Please rewrite the rows below with every "set one pin" swapped for "place one marker", keeping all else unchanged.

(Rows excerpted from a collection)
** BEGIN **

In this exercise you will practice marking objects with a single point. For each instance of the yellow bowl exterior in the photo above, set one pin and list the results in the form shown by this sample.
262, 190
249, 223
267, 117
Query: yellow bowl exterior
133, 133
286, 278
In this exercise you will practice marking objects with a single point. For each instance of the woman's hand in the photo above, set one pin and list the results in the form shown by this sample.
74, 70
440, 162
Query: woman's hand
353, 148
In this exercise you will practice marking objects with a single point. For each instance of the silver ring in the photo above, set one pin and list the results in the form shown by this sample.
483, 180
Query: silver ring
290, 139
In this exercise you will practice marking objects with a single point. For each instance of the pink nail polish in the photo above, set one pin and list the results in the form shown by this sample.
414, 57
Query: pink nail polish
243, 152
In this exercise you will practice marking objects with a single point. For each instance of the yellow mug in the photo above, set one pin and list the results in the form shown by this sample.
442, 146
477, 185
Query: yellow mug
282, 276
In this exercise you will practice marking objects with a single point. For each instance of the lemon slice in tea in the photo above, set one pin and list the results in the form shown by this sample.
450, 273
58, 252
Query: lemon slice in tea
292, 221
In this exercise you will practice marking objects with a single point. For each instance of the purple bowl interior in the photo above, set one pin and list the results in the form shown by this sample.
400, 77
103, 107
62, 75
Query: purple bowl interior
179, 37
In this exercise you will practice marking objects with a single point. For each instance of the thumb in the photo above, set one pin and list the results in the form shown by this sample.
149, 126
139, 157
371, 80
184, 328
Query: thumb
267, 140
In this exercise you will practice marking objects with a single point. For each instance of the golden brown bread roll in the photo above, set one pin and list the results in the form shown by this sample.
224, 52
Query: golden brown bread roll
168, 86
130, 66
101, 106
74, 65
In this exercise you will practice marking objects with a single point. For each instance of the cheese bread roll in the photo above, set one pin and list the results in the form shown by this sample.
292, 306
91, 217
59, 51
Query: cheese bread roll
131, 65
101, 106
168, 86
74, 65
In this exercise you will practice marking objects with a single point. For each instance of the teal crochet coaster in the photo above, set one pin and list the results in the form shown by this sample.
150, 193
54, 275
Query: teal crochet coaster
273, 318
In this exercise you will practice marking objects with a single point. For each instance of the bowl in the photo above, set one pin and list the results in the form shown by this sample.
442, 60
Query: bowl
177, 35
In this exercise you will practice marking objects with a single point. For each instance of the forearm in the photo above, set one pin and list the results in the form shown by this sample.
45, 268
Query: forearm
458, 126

** END **

* _RESPONSE TO THE TASK_
In this exercise you will practice marking objects with a single point. For each instance of the yellow bowl exterior in the photo above, place one marker and list the results in the form shown by this sample.
262, 190
249, 223
267, 117
Query: yellow bowl exterior
133, 133
286, 278
In this exercise you will practice marking objects with a single point. For each instance of the woman's hand in the photo above, place one marker and list the results in the form shown by this sample.
74, 70
440, 162
Query: woman's hand
353, 148
In this exercise you will practice marking objects with a single point. For each instance of the silver ring in the photo above, place one marker and list the results in the form shown by this sample.
483, 180
Query: silver ring
290, 139
In this exercise you will practice marking objects with a single point. For each instance of the pink nail polish in the photo above, place one marker and list the results in the form shown by this sample.
414, 57
Query: pink nail polish
243, 152
In this exercise you will practice marking objects with a single point. For each instance of the yellow mug in the photo above, place one marker and list the results in the form shown by this sample.
442, 146
477, 185
Query: yellow mug
282, 276
In this exercise you will practice marking objects with a single point. For each instance of the lemon slice in tea in the photo above, place one marker and list the results in the form shown by this sample.
450, 273
58, 252
Query: lemon slice in tea
292, 221
In this exercise you will practice marking objects with a single point. For each instance of the purple bowl interior in the photo above, place one marker and list the results in the form shown by this sample.
400, 77
103, 107
62, 75
Query: purple bowl interior
179, 37
In this exercise you will practice marking objects with a single point. For each instance of the thumb in the photo above, place one marker and list the results in the form shown by this sample.
149, 126
139, 157
371, 80
184, 328
Query: thumb
267, 140
In this exercise you will practice marking objects with a single point. For each instance of the golden brown bread roll in the photo above, place one marker and list the results in the form shown by this sample.
224, 52
Query: golden brown bread roll
168, 86
130, 66
101, 106
74, 65
In this exercise you will practice marking objects with a single point. For each instance of the cheese bread roll in the photo above, place one marker and list the results in the form shown by this sample.
292, 306
91, 217
59, 51
Query: cheese bread roll
131, 65
101, 106
168, 86
74, 65
In this exercise you will practice marking objects with a single point. For each instance of the teal crochet coaster in the photo above, place one marker and list the results in the form shown by this sample.
150, 193
54, 275
Query: teal crochet coaster
273, 318
In this exercise you will practice marking objects with a single point. For each instance of the bowl in the photo above, place one marker and list the results in the form shown by this sample.
442, 60
Query: bowl
177, 35
In this exercise you will practice marking objects with a single point. For each instance of the forearm in the photo above, place one marker and list the results in the form shown by this sample.
45, 268
Query: forearm
458, 126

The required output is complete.